INPUT DATA:
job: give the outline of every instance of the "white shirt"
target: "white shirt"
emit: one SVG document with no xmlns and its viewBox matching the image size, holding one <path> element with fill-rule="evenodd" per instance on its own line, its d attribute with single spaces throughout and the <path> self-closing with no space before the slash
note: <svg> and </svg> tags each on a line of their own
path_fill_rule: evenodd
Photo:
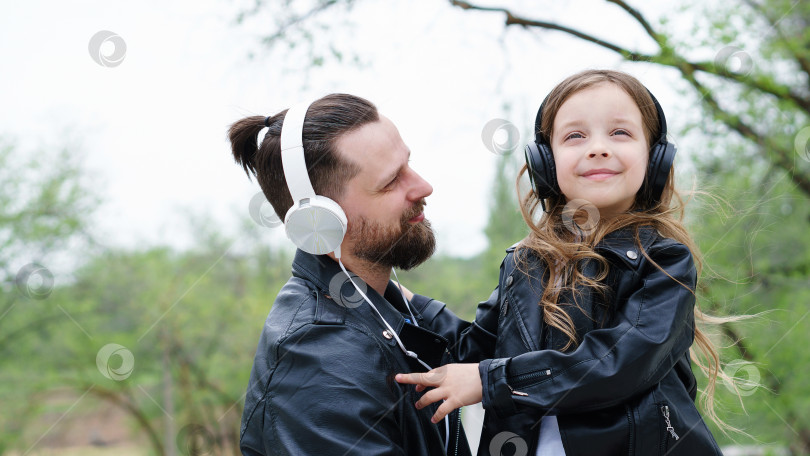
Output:
<svg viewBox="0 0 810 456">
<path fill-rule="evenodd" d="M 565 456 L 565 449 L 560 437 L 560 426 L 554 415 L 546 415 L 540 420 L 535 456 Z"/>
</svg>

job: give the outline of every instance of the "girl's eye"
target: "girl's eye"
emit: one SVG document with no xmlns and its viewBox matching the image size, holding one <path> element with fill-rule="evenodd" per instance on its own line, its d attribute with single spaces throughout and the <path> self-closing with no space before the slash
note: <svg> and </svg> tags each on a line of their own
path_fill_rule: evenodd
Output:
<svg viewBox="0 0 810 456">
<path fill-rule="evenodd" d="M 616 131 L 613 132 L 613 134 L 614 135 L 627 135 L 627 136 L 630 136 L 630 133 L 628 133 L 627 130 L 616 130 Z"/>
<path fill-rule="evenodd" d="M 565 137 L 566 140 L 568 140 L 568 139 L 580 139 L 580 138 L 582 138 L 581 133 L 571 133 L 570 135 Z"/>
</svg>

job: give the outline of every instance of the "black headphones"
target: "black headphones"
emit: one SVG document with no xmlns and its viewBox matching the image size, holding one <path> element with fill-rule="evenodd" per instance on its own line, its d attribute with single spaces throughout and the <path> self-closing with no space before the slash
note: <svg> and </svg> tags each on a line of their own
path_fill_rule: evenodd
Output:
<svg viewBox="0 0 810 456">
<path fill-rule="evenodd" d="M 658 139 L 650 148 L 647 175 L 641 187 L 643 201 L 648 206 L 652 206 L 659 202 L 661 193 L 664 191 L 664 186 L 666 186 L 669 177 L 669 170 L 672 168 L 673 160 L 675 160 L 676 149 L 674 144 L 667 142 L 667 119 L 664 117 L 664 110 L 661 109 L 661 105 L 658 104 L 658 100 L 655 99 L 649 89 L 647 93 L 650 94 L 655 110 L 658 113 L 658 128 L 661 131 Z M 544 210 L 544 200 L 560 194 L 560 186 L 557 184 L 557 168 L 554 165 L 554 155 L 551 153 L 551 143 L 540 130 L 543 107 L 546 105 L 546 101 L 548 101 L 548 95 L 537 111 L 537 117 L 534 121 L 534 141 L 526 144 L 525 149 L 526 164 L 529 167 L 529 181 Z"/>
</svg>

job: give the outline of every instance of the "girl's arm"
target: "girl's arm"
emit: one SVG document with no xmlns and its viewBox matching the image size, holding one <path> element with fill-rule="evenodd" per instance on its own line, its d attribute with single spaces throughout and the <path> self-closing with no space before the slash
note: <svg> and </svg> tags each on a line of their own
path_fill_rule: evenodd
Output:
<svg viewBox="0 0 810 456">
<path fill-rule="evenodd" d="M 575 351 L 543 350 L 482 361 L 477 366 L 480 386 L 458 378 L 469 375 L 469 366 L 449 365 L 443 373 L 397 380 L 436 386 L 419 404 L 445 399 L 447 407 L 440 407 L 445 414 L 468 405 L 477 388 L 484 408 L 499 417 L 527 409 L 585 412 L 624 402 L 663 379 L 694 337 L 697 276 L 692 255 L 674 241 L 663 244 L 650 256 L 664 271 L 648 265 L 643 286 L 618 309 L 618 323 L 589 332 Z"/>
<path fill-rule="evenodd" d="M 504 265 L 513 261 L 512 246 L 501 262 L 499 281 L 503 283 Z M 406 293 L 407 294 L 407 293 Z M 496 287 L 489 299 L 480 302 L 475 311 L 475 320 L 467 322 L 458 318 L 440 301 L 412 294 L 411 304 L 419 310 L 427 326 L 449 341 L 448 350 L 458 362 L 470 363 L 491 358 L 495 353 L 498 334 L 501 289 Z"/>
<path fill-rule="evenodd" d="M 491 358 L 495 352 L 498 332 L 499 290 L 478 304 L 475 320 L 458 318 L 440 301 L 414 295 L 411 304 L 419 310 L 428 328 L 448 340 L 447 349 L 458 362 L 478 362 Z"/>
</svg>

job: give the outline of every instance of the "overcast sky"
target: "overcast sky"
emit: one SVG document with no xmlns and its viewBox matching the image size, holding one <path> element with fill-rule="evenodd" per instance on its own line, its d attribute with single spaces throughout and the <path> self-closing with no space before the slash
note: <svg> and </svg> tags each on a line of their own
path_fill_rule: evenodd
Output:
<svg viewBox="0 0 810 456">
<path fill-rule="evenodd" d="M 651 50 L 615 6 L 581 1 L 575 10 L 555 3 L 545 2 L 533 15 Z M 333 28 L 320 32 L 317 42 L 356 54 L 364 64 L 327 61 L 306 71 L 303 53 L 271 52 L 261 44 L 272 9 L 235 24 L 251 4 L 6 2 L 0 135 L 13 138 L 26 155 L 77 146 L 105 202 L 93 231 L 106 244 L 182 248 L 192 239 L 185 210 L 209 214 L 231 232 L 248 217 L 259 191 L 230 155 L 230 123 L 330 92 L 354 93 L 394 121 L 412 150 L 412 167 L 433 185 L 426 215 L 440 252 L 467 256 L 486 242 L 495 163 L 481 139 L 488 121 L 506 118 L 524 134 L 552 86 L 584 68 L 635 74 L 665 109 L 678 97 L 672 89 L 677 78 L 669 73 L 621 63 L 560 33 L 504 31 L 502 15 L 464 12 L 443 0 L 358 1 L 348 16 L 334 16 Z M 102 43 L 103 55 L 122 54 L 116 42 L 126 46 L 117 64 L 91 57 L 91 39 L 101 31 L 117 36 Z M 289 245 L 277 231 L 279 245 Z"/>
</svg>

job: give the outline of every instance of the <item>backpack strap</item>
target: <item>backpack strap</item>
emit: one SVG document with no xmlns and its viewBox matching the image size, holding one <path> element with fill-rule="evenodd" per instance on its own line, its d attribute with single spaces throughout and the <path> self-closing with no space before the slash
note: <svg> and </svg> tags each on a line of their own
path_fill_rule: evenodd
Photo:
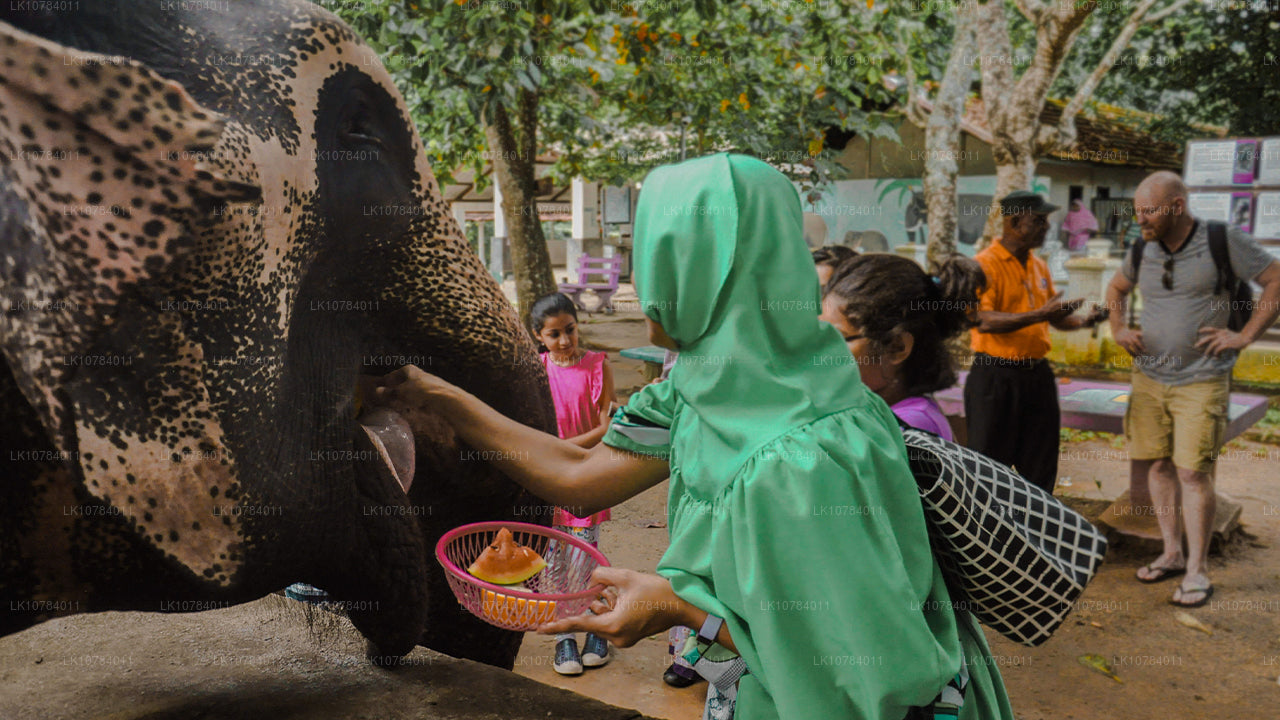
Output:
<svg viewBox="0 0 1280 720">
<path fill-rule="evenodd" d="M 1217 220 L 1209 221 L 1209 254 L 1213 256 L 1213 264 L 1218 266 L 1218 284 L 1213 289 L 1214 295 L 1223 291 L 1236 291 L 1235 270 L 1231 269 L 1231 255 L 1227 251 L 1227 225 Z"/>
<path fill-rule="evenodd" d="M 1147 250 L 1147 241 L 1139 235 L 1137 240 L 1133 241 L 1132 260 L 1129 261 L 1129 272 L 1133 273 L 1133 286 L 1138 286 L 1138 270 L 1142 268 L 1142 254 Z"/>
<path fill-rule="evenodd" d="M 1137 240 L 1133 241 L 1131 246 L 1133 250 L 1132 258 L 1129 261 L 1129 272 L 1133 273 L 1133 290 L 1129 293 L 1129 327 L 1134 327 L 1137 320 L 1137 299 L 1134 297 L 1138 292 L 1138 270 L 1142 268 L 1142 255 L 1147 251 L 1147 241 L 1139 235 Z"/>
</svg>

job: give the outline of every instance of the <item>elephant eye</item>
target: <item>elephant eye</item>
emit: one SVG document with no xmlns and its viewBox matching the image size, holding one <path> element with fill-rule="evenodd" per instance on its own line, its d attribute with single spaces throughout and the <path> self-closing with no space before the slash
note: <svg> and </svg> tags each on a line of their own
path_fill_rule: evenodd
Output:
<svg viewBox="0 0 1280 720">
<path fill-rule="evenodd" d="M 351 115 L 343 121 L 341 133 L 344 140 L 379 142 L 369 122 L 369 116 L 363 111 Z"/>
<path fill-rule="evenodd" d="M 356 93 L 347 106 L 342 122 L 338 126 L 338 135 L 342 140 L 355 143 L 373 143 L 382 145 L 378 137 L 373 113 L 367 99 L 362 93 Z"/>
</svg>

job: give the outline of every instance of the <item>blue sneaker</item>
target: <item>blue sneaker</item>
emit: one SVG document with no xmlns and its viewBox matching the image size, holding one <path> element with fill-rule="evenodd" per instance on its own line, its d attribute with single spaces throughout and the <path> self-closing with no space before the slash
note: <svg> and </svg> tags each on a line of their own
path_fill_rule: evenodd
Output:
<svg viewBox="0 0 1280 720">
<path fill-rule="evenodd" d="M 578 655 L 578 641 L 565 638 L 556 643 L 556 662 L 552 667 L 561 675 L 581 675 L 582 658 Z"/>
<path fill-rule="evenodd" d="M 589 668 L 600 667 L 608 665 L 609 659 L 609 641 L 587 633 L 587 642 L 582 646 L 582 664 Z"/>
</svg>

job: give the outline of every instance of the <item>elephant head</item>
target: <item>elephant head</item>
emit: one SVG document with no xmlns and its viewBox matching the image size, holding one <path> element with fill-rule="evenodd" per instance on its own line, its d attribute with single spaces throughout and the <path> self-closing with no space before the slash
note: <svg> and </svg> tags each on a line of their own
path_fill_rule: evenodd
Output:
<svg viewBox="0 0 1280 720">
<path fill-rule="evenodd" d="M 0 631 L 305 581 L 372 652 L 509 667 L 429 550 L 533 499 L 358 388 L 550 396 L 373 51 L 303 2 L 102 0 L 8 4 L 0 62 Z"/>
</svg>

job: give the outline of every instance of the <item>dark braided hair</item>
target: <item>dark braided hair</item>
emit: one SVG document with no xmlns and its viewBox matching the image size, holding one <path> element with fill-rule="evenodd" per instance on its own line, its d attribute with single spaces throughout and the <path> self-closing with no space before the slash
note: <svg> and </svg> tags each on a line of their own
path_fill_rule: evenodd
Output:
<svg viewBox="0 0 1280 720">
<path fill-rule="evenodd" d="M 836 266 L 827 294 L 844 301 L 849 324 L 862 329 L 876 352 L 892 345 L 899 333 L 911 333 L 915 342 L 902 364 L 910 397 L 956 383 L 946 343 L 977 324 L 978 294 L 986 284 L 982 266 L 963 255 L 952 255 L 930 277 L 909 258 L 875 253 Z"/>
</svg>

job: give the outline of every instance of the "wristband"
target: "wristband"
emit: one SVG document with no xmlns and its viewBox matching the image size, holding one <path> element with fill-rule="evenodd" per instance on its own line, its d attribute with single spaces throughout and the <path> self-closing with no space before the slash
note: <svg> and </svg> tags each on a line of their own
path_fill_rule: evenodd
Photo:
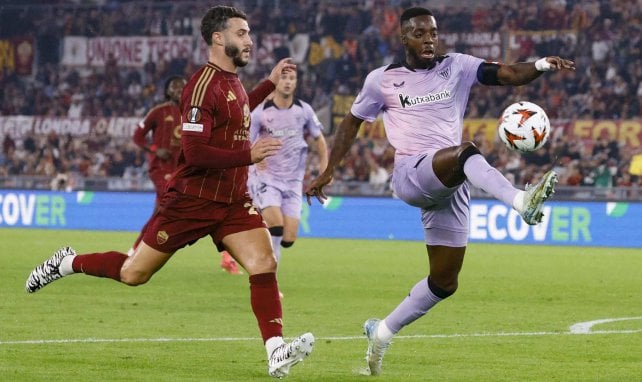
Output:
<svg viewBox="0 0 642 382">
<path fill-rule="evenodd" d="M 535 61 L 535 69 L 539 72 L 548 72 L 553 68 L 553 65 L 551 65 L 550 62 L 546 61 L 546 57 L 540 58 L 539 60 Z"/>
<path fill-rule="evenodd" d="M 151 146 L 149 146 L 149 152 L 150 152 L 150 153 L 155 153 L 155 152 L 156 152 L 156 149 L 157 149 L 156 145 L 151 145 Z"/>
</svg>

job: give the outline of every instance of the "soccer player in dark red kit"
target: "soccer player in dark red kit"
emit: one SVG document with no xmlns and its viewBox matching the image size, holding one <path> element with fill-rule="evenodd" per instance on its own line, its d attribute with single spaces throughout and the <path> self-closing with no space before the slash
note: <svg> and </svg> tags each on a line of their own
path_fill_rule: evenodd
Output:
<svg viewBox="0 0 642 382">
<path fill-rule="evenodd" d="M 147 153 L 148 174 L 156 190 L 154 212 L 158 208 L 167 181 L 176 169 L 181 151 L 180 101 L 185 83 L 185 79 L 179 76 L 168 78 L 164 88 L 165 102 L 153 107 L 134 131 L 134 143 Z M 130 249 L 130 255 L 135 253 L 146 230 L 147 225 L 141 229 Z"/>
<path fill-rule="evenodd" d="M 310 354 L 314 336 L 305 333 L 289 343 L 283 340 L 270 233 L 252 205 L 246 183 L 248 166 L 281 148 L 271 137 L 250 144 L 250 110 L 275 89 L 282 72 L 296 66 L 289 59 L 279 61 L 268 80 L 248 95 L 236 71 L 249 61 L 249 32 L 245 13 L 233 7 L 215 6 L 203 17 L 201 34 L 208 44 L 209 62 L 183 90 L 178 168 L 136 253 L 76 255 L 63 247 L 31 272 L 26 289 L 36 292 L 72 273 L 144 284 L 174 252 L 209 235 L 249 274 L 250 302 L 265 343 L 268 373 L 280 378 Z"/>
</svg>

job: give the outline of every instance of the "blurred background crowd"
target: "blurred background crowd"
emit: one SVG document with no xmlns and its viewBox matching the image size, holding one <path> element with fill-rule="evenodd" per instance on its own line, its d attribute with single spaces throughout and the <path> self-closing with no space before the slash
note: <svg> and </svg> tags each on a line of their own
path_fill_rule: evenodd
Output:
<svg viewBox="0 0 642 382">
<path fill-rule="evenodd" d="M 9 4 L 0 6 L 0 39 L 30 36 L 38 54 L 36 70 L 28 75 L 0 70 L 0 116 L 68 118 L 142 118 L 163 100 L 163 83 L 169 76 L 189 77 L 203 62 L 176 57 L 131 67 L 110 56 L 100 66 L 69 65 L 64 62 L 65 38 L 194 36 L 197 41 L 200 19 L 213 4 L 5 3 Z M 297 95 L 315 110 L 336 109 L 336 97 L 356 95 L 369 71 L 400 60 L 398 17 L 404 8 L 422 5 L 436 15 L 445 53 L 507 62 L 559 55 L 576 62 L 574 73 L 547 74 L 524 87 L 474 87 L 467 118 L 496 119 L 517 100 L 538 103 L 553 120 L 642 118 L 642 4 L 638 0 L 239 0 L 230 4 L 247 12 L 252 28 L 253 59 L 240 71 L 246 86 L 251 88 L 264 78 L 279 58 L 294 57 L 300 71 Z M 519 33 L 511 34 L 517 31 L 521 35 L 558 32 L 520 39 Z M 497 40 L 497 36 L 500 40 L 490 41 L 488 50 L 479 50 L 484 45 L 480 40 Z M 499 50 L 493 50 L 493 44 Z M 331 122 L 326 123 L 328 134 Z M 562 185 L 608 189 L 642 182 L 629 173 L 632 157 L 641 150 L 613 138 L 571 141 L 555 131 L 544 149 L 530 155 L 511 153 L 481 135 L 474 140 L 516 184 L 528 183 L 551 166 L 560 171 Z M 328 143 L 331 147 L 331 135 Z M 382 137 L 359 138 L 336 178 L 369 182 L 373 189 L 385 191 L 393 156 L 394 149 Z M 0 176 L 43 175 L 54 179 L 54 186 L 73 187 L 69 179 L 120 177 L 145 184 L 145 173 L 144 155 L 128 137 L 98 133 L 72 137 L 54 132 L 2 137 Z M 68 180 L 59 182 L 62 178 Z"/>
</svg>

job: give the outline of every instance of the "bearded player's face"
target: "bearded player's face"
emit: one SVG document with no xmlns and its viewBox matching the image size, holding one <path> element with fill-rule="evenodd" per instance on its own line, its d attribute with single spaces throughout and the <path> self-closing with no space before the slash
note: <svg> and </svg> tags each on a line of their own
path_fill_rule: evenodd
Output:
<svg viewBox="0 0 642 382">
<path fill-rule="evenodd" d="M 232 18 L 225 31 L 225 55 L 232 59 L 234 65 L 242 67 L 250 61 L 252 39 L 247 21 Z"/>
</svg>

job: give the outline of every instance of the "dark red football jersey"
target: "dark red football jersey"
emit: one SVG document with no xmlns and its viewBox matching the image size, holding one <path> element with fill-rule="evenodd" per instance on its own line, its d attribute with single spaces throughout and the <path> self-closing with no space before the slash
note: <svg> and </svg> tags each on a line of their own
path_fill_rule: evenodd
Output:
<svg viewBox="0 0 642 382">
<path fill-rule="evenodd" d="M 260 91 L 252 92 L 250 105 L 238 75 L 212 63 L 189 79 L 181 96 L 182 149 L 169 188 L 222 203 L 249 197 L 250 109 L 274 90 L 274 85 L 258 88 L 255 90 Z M 194 147 L 199 148 L 196 154 Z M 186 160 L 190 148 L 191 162 Z"/>
<path fill-rule="evenodd" d="M 151 141 L 148 138 L 150 131 L 152 132 Z M 151 109 L 145 119 L 138 124 L 133 140 L 142 149 L 149 150 L 153 145 L 156 149 L 169 150 L 171 154 L 167 160 L 161 160 L 148 152 L 150 176 L 155 173 L 164 175 L 174 172 L 181 150 L 180 108 L 171 102 L 165 102 Z"/>
</svg>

WHAT NEEDS TO BE DONE:
How many lines in the listing contain the word "wristband"? Answer with the count and nothing else.

OUTPUT OF THE TASK:
2